Activity:
From the entries, copy out every line in which the word "soldier" is found.

Data for analysis:
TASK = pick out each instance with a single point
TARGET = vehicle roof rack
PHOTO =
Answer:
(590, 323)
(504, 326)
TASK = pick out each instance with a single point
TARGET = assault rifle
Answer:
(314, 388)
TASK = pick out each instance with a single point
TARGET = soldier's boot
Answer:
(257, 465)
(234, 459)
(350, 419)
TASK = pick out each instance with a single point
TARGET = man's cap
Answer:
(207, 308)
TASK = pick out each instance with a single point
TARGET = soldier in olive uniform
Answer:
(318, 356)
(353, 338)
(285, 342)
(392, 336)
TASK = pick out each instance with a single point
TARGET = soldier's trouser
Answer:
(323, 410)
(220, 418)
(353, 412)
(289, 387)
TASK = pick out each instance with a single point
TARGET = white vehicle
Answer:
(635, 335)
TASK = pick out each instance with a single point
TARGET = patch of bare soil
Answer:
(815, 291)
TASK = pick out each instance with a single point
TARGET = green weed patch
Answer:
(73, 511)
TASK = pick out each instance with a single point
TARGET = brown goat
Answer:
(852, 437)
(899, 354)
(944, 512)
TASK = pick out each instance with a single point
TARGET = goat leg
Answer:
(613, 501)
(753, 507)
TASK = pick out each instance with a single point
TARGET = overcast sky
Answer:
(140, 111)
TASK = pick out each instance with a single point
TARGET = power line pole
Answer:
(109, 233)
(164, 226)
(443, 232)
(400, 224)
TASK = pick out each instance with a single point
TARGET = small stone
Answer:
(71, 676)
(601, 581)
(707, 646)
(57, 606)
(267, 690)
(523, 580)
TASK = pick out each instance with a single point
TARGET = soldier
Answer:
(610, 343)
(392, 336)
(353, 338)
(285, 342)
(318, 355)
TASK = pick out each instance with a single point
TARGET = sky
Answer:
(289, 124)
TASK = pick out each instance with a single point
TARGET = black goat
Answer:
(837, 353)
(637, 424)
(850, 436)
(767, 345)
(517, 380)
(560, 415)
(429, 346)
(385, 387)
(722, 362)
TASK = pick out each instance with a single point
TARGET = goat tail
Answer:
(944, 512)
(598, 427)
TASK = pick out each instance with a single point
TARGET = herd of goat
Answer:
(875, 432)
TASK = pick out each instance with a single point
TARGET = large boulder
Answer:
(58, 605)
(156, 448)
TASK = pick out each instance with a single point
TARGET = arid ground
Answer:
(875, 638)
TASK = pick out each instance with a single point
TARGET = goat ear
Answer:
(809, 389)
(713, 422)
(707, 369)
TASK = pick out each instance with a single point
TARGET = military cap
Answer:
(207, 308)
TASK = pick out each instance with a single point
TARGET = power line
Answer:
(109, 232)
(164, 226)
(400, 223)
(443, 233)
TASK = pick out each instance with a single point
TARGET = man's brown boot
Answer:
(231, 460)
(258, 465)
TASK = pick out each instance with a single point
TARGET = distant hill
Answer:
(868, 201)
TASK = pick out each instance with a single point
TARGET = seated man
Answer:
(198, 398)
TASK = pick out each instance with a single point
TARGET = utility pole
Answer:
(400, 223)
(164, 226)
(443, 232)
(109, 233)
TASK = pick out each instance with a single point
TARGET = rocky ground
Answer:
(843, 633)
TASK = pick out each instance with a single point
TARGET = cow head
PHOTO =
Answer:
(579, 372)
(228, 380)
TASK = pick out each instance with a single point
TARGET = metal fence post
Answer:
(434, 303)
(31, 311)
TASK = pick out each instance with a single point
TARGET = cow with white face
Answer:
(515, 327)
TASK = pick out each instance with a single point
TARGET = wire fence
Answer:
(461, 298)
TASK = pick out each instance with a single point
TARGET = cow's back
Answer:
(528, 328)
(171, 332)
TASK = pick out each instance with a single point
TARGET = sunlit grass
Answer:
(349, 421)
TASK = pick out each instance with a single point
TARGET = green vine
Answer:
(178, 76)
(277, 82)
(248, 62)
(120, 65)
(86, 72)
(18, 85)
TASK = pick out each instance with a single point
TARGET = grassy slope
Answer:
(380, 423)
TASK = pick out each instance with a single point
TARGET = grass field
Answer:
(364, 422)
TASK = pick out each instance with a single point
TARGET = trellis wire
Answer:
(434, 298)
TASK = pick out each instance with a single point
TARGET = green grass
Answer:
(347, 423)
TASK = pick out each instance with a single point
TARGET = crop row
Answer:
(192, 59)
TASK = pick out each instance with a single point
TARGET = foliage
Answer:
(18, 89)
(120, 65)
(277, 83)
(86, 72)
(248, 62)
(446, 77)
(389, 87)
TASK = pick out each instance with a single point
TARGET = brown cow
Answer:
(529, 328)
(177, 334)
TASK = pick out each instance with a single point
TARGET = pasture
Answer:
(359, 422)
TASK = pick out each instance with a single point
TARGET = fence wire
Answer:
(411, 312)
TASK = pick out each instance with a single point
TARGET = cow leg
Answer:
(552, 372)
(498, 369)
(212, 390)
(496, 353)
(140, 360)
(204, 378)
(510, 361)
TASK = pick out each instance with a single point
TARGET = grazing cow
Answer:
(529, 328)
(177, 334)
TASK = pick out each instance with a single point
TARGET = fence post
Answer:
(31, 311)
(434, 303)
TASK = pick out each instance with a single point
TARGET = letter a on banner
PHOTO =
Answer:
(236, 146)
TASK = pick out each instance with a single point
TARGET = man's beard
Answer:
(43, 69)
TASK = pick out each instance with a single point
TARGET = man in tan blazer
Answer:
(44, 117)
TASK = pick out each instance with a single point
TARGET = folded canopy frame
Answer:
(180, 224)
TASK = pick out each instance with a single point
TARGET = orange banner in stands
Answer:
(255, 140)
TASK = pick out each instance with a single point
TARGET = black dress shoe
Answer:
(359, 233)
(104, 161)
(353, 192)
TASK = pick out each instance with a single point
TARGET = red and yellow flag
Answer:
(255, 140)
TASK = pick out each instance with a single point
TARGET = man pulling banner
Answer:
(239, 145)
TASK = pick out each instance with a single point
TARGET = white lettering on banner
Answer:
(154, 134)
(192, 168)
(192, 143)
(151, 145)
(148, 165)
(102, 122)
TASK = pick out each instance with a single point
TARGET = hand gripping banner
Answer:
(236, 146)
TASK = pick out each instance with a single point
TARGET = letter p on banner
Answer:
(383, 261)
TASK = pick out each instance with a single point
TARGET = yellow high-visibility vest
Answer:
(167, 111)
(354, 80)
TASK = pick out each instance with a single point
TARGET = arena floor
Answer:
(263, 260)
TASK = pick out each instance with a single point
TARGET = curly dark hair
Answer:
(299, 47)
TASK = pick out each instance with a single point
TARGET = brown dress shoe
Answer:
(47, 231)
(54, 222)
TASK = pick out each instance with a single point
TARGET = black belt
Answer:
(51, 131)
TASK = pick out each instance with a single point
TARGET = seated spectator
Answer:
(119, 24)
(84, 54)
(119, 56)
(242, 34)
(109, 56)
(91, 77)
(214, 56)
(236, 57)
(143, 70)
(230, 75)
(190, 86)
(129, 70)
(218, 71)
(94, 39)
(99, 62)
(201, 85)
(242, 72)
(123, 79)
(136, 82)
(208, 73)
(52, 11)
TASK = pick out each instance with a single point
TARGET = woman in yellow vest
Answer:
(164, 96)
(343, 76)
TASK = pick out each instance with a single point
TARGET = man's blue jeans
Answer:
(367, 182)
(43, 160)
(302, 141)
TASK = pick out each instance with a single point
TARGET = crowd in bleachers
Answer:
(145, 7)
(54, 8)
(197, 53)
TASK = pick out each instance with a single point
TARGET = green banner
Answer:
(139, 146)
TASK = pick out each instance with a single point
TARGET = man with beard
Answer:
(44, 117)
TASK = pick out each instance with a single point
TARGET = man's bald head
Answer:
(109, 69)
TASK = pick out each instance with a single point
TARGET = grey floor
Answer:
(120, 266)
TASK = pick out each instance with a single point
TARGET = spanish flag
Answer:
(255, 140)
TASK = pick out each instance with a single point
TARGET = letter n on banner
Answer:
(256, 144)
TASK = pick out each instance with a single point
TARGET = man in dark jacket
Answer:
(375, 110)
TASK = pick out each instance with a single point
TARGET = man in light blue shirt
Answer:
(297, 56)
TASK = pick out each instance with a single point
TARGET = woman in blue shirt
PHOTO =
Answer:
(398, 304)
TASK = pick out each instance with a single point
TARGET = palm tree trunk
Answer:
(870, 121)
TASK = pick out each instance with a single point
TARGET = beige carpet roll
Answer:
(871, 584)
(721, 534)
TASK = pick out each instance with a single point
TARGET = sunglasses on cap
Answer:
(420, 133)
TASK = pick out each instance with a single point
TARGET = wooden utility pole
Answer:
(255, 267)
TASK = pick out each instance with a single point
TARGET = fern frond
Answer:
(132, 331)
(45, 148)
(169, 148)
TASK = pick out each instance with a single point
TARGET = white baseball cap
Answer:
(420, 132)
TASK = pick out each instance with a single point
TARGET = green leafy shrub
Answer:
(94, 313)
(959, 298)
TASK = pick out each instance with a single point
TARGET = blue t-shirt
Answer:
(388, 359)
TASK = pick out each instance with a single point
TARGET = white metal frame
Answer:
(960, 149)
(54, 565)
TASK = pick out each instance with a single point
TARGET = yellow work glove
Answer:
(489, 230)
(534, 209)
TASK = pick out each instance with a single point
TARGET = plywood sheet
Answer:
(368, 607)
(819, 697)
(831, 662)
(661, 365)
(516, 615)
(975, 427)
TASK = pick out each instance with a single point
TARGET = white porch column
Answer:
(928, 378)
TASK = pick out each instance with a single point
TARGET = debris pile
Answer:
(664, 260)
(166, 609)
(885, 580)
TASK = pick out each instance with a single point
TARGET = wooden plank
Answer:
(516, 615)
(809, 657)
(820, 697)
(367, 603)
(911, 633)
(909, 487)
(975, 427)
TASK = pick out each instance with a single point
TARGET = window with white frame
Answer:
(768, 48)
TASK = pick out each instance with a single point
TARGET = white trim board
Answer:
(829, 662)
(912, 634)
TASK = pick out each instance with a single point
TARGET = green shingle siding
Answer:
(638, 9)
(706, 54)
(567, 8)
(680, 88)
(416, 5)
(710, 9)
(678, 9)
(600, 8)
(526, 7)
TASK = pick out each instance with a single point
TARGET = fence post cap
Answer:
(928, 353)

Response:
TARGET = soldier's boot
TARGET = soldier in olive uniform
TARGET = soldier's trouser
TARGET = soldier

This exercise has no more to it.